• **Document**
When all of the pieces of \cycpp are brought together, the benefits scale as the 
number of state variables times the number of code generated member functions 
(currently nine). This implies roughly an order of magnitude savings on the number of 
lines that an archetype developer must write per state variable. Moreover, 
exponential savings come from the fact that the archetype developers do not need
to understand the details of the \cyclus interface.
Even for a developer who knows the \cyclus
interface completely, there is still a factor of ten less code to write. Consider 
again the simple \code{Reactor} example presented in Listing \ref{rx-eg}.  These twelve 
lines of code are transformed into 112 lines by \cycpp, the results of which
are shown in Listing \ref{rx-eg-cycpp}. 

\begin{lstlisting}[caption={Simple Reactor Archetype After Preprocessing with \cycpp, 
                            line marker directives have been removed for space}, 
                   label=rx-eg-cycpp]
class Reactor : public cyclus::Facility {
 public:
  Reactor (cyclus::Context* ctx) {};
  virtual ~Reactor() {};

  virtual void InitFrom(Reactor* m) {
    flux = m->flux;
    power = m->power;
    shutdown = m->shutdown;
  };

  virtual void InitFrom(cyclus::QueryableBackend* b) {
    cyclus::QueryResult qr = b->Query("Info", NULL);
    flux = qr.GetVal<double>("flux");
    power = qr.GetVal<float>("power");
    shutdown = qr.GetVal<bool>("shutdown");
  };

  virtual void InfileToDb(cyclus::InfileTree* tree, cyclus::DbInit di) {
    tree = tree->SubTree("config/*");
    cyclus::InfileTree* sub;
    int i;
    int n;
    flux = cyclus::OptionalQuery<double>(tree, "flux", 4e+14);
    power = cyclus::OptionalQuery<float>(tree, "power", 1000);
    shutdown = cyclus::Query<bool>(tree, "shutdown");
    di.NewDatum("Info")
    ->AddVal("flux", flux)
    ->AddVal("power", power)
    ->AddVal("shutdown", shutdown)
    ->Record();
  };

  virtual cyclus::Agent* Clone() {
    Reactor* m = new Reactor(context());
    m->InitFrom(this);
    return m;
  };

  virtual std::string schema() {
    return ""
      "<interleave>\n"
      "<optional>\n"
      "    <element name=\"flux\">\n"
      "        <data type=\"double\" />\n"
      "    </element>\n"

• **Records to process**

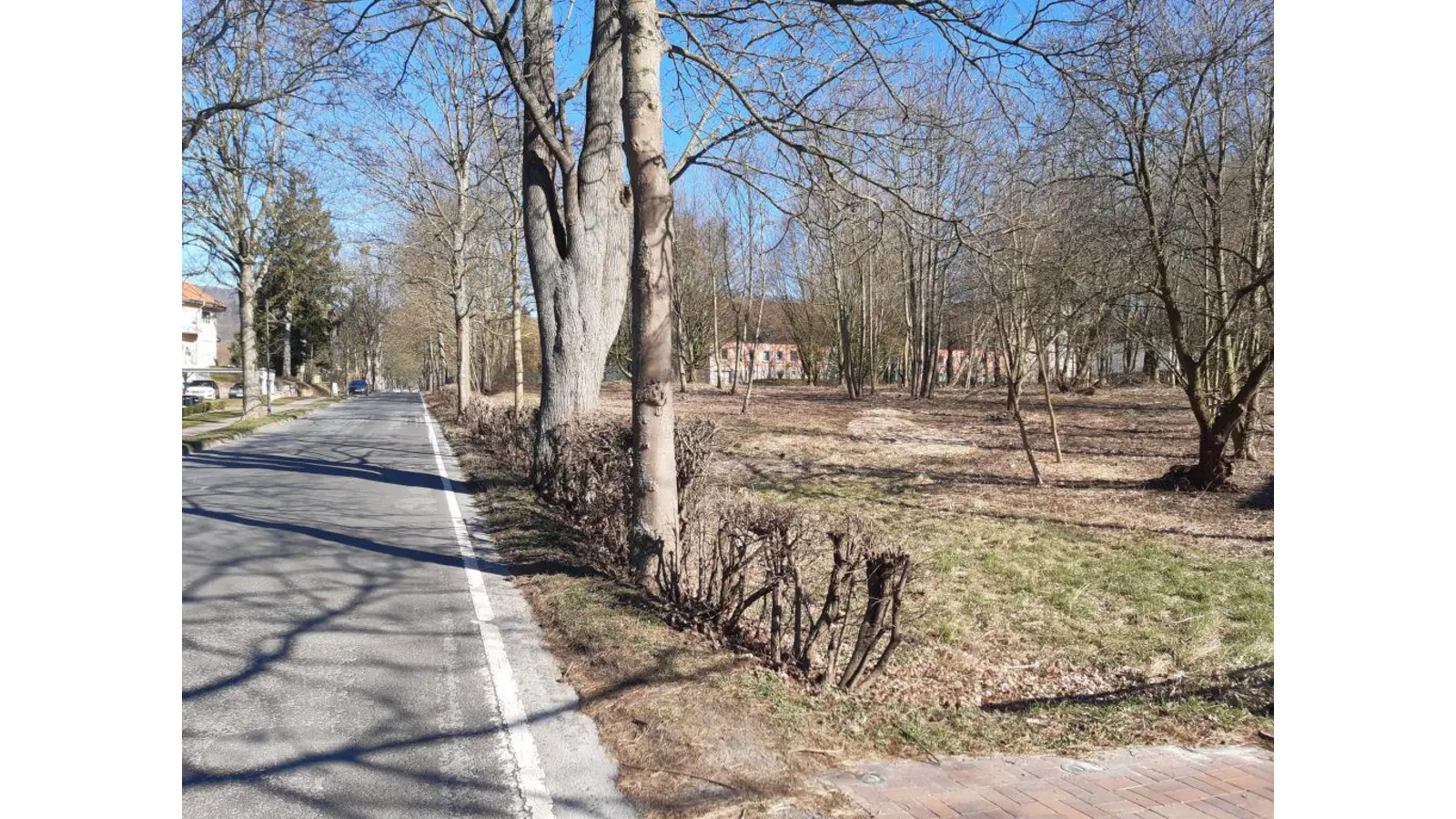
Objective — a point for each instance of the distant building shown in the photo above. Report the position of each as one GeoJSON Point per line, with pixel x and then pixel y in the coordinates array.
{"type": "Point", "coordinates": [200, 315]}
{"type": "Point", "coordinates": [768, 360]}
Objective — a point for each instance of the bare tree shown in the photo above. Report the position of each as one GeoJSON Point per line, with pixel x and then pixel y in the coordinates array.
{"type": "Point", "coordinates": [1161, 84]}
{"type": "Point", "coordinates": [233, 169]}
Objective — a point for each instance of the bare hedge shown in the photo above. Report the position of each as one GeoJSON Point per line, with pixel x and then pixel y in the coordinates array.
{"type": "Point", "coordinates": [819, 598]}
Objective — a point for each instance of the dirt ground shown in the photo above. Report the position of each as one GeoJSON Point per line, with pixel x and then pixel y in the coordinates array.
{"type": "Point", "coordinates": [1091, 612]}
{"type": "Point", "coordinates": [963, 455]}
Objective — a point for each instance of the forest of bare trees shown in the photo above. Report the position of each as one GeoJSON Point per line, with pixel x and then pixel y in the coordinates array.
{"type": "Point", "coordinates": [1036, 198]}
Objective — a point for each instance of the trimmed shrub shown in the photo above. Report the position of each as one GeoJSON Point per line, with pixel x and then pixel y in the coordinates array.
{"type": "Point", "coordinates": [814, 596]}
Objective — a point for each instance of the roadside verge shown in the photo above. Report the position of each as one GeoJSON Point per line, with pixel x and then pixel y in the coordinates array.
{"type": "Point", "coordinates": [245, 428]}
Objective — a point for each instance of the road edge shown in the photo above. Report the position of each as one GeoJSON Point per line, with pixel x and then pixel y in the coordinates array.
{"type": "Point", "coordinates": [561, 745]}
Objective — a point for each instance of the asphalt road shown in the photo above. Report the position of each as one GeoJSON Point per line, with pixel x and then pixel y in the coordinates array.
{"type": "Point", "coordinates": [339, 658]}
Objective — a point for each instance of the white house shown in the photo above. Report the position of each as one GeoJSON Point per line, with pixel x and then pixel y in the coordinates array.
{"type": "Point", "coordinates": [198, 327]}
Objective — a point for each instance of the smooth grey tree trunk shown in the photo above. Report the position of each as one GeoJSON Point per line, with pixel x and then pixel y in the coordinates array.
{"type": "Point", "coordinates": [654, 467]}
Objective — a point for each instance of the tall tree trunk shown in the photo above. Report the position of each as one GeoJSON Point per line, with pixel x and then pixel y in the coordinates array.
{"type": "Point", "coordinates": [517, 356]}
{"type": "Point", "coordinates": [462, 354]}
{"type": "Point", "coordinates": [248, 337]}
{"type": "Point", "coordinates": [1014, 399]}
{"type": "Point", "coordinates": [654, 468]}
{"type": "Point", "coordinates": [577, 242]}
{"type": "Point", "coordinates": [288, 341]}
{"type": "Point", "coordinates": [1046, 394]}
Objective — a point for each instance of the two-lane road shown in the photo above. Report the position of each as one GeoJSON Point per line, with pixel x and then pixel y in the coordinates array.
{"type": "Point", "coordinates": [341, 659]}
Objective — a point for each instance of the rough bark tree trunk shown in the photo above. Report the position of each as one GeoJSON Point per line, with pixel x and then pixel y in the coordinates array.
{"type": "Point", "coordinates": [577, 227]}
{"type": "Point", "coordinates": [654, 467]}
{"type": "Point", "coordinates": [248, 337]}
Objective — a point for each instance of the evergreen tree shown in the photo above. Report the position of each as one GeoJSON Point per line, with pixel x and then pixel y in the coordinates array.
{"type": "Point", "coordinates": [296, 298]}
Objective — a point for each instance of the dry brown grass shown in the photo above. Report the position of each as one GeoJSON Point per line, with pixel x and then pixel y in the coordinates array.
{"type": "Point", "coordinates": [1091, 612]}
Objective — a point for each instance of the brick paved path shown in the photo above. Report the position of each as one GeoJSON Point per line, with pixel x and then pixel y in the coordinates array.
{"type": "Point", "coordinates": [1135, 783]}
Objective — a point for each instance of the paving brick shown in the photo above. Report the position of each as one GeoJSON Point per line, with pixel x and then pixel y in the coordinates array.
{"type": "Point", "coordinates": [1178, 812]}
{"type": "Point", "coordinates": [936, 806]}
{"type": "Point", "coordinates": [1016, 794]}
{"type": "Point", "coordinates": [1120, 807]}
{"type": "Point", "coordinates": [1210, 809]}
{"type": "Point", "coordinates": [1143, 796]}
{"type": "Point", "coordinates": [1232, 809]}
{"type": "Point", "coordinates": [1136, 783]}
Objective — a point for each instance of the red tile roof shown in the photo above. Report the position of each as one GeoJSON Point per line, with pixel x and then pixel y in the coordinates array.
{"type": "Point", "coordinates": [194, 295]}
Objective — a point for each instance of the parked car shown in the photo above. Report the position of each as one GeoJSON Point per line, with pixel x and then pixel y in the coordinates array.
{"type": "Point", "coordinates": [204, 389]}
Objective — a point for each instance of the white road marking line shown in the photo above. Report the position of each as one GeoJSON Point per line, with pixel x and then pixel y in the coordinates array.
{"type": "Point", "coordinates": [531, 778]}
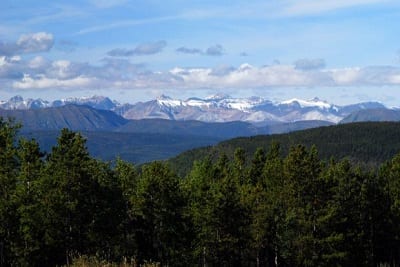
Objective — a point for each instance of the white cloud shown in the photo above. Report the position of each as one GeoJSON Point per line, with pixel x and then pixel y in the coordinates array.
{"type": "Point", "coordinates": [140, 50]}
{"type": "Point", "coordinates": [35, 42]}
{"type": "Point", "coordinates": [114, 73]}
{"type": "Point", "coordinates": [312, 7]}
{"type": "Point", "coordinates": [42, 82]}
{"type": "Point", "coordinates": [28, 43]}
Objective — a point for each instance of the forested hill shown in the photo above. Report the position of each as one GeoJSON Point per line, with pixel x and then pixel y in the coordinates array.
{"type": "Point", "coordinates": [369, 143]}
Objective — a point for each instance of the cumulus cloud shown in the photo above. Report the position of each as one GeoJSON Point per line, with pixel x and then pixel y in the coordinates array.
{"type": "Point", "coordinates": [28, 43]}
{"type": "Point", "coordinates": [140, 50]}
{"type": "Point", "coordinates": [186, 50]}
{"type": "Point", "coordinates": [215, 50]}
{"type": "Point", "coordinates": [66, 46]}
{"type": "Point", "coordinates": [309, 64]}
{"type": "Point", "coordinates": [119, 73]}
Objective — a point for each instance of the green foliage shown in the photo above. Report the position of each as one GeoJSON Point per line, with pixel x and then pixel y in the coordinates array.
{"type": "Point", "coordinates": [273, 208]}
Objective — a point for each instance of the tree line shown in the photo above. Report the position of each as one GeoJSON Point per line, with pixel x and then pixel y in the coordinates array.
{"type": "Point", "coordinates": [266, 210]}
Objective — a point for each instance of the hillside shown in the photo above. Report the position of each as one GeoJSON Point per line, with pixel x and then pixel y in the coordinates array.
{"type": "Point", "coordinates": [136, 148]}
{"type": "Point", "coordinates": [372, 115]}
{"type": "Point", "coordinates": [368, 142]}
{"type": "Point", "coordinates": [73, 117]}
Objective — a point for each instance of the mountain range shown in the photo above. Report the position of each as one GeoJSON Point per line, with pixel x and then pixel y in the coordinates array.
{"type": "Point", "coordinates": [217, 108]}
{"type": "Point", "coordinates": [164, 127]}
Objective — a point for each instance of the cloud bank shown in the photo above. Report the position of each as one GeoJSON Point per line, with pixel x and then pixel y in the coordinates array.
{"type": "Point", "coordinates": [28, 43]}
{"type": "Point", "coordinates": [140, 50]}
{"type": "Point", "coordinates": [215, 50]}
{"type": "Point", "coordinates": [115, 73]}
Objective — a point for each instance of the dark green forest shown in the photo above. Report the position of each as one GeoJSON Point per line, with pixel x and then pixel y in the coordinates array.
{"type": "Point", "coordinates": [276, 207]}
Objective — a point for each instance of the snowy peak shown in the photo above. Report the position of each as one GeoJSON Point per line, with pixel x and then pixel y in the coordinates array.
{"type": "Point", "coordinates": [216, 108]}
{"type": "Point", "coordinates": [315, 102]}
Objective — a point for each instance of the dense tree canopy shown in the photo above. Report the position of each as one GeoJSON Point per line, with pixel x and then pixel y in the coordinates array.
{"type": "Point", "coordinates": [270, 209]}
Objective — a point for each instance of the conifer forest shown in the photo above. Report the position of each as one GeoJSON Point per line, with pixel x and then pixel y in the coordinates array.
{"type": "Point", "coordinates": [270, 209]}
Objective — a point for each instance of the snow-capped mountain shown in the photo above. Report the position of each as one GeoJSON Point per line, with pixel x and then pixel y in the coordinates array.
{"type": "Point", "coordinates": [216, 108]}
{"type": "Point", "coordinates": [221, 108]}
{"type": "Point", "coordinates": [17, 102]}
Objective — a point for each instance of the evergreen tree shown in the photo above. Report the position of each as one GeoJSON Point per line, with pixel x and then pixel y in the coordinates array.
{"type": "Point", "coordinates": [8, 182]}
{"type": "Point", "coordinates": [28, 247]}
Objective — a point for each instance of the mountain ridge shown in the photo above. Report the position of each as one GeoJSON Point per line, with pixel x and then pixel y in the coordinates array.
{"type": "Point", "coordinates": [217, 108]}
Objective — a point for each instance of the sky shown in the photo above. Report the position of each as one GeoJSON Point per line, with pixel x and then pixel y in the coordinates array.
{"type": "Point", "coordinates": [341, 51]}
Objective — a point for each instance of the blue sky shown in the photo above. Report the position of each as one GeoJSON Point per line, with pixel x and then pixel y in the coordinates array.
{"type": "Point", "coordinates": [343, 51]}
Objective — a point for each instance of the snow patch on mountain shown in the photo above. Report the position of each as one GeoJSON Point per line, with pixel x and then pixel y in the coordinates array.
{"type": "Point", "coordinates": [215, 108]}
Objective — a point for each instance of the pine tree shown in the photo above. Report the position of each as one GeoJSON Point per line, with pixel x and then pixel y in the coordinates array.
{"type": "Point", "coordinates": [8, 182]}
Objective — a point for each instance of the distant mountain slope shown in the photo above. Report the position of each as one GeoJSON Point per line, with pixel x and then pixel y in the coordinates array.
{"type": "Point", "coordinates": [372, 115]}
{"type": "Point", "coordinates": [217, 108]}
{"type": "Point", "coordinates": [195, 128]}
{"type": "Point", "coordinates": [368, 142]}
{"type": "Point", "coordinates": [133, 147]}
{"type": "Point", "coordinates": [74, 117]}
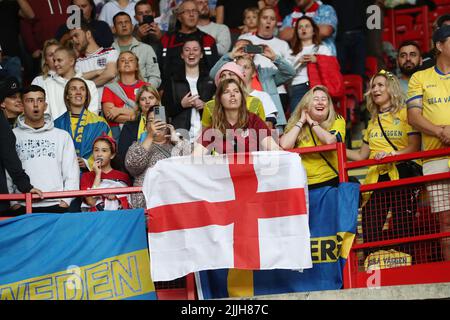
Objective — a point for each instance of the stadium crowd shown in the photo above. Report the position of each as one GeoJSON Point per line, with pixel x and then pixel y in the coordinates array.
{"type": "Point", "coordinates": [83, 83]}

• **Problems to solve**
1) In the entries, reproduce everything from the line containing "Objective — a point for each instance of the distant mountain" down to the last entry, requests included. Multiply every pixel coordinate in the answers by 2.4 and round each to a whole number, rounding halves up, and leave the pictures out.
2) Continue the passage on the Cyclus preprocessor from the point where it stops.

• **Results for the exercise**
1)
Objective — a point for each instance of the distant mountain slope shown in the photo above. Report the position of each as one GeoJSON Point per line, with pixel x and then pixel y in the coordinates array.
{"type": "Point", "coordinates": [893, 276]}
{"type": "Point", "coordinates": [521, 259]}
{"type": "Point", "coordinates": [468, 307]}
{"type": "Point", "coordinates": [883, 341]}
{"type": "Point", "coordinates": [319, 353]}
{"type": "Point", "coordinates": [178, 281]}
Objective — a point for each instance of the stadium crowd shown in the photo above. Report the position of each as one GeoJSON Point per line, with pixel x and then pixel y in the coordinates array.
{"type": "Point", "coordinates": [199, 199]}

2)
      "</optional>\n"
      "<optional>\n"
      "    <element name=\"power\">\n"
      "        <data type=\"float\" />\n"
      "    </element>\n"
      "</optional>\n"
      "<element name=\"shutdown\">\n"
      "    <data type=\"boolean\" />\n"
      "</element>\n"
      "</interleave>\n"
      ;
  };

  virtual Json::Value annotations() {
    Json::Value root;
    Json::Reader reader;
    bool parsed_ok = reader.parse(
      "{\"name\":\"Reactor\",\"entity\":\"unknown\",\"parents\":[],"
      "\"all_parents\":[],\"vars\":{\"flux\":{\"default\":4000000"
      "00000000.0,\"units\":\"n/cm2/2\",\"type\":\"double\",\"inde"
      "x\":0},\"power\":{\"default\":1000,\"units\":\"MWe\",\"type\""
      ":\"float\",\"index\":1},\"shutdown\":{\"doc\":\"Are we "
      "operating?\",\"type\":\"bool\",\"index\":2}}}", root);
    if (!parsed_ok) {
      throw cyclus::ValueError("failed to parse annotations for Reactor.");
    }
    return root;
  };

  virtual void InitInv(cyclus::Inventories& inv) {
  };

  virtual cyclus::Inventories SnapshotInv() {
    cyclus::Inventories invs;
    return invs;
  };

  virtual void Snapshot(cyclus::DbInit di) {
    di.NewDatum("Info")
    ->AddVal("flux", flux)
    ->AddVal("power", power)
    ->AddVal("shutdown", shutdown)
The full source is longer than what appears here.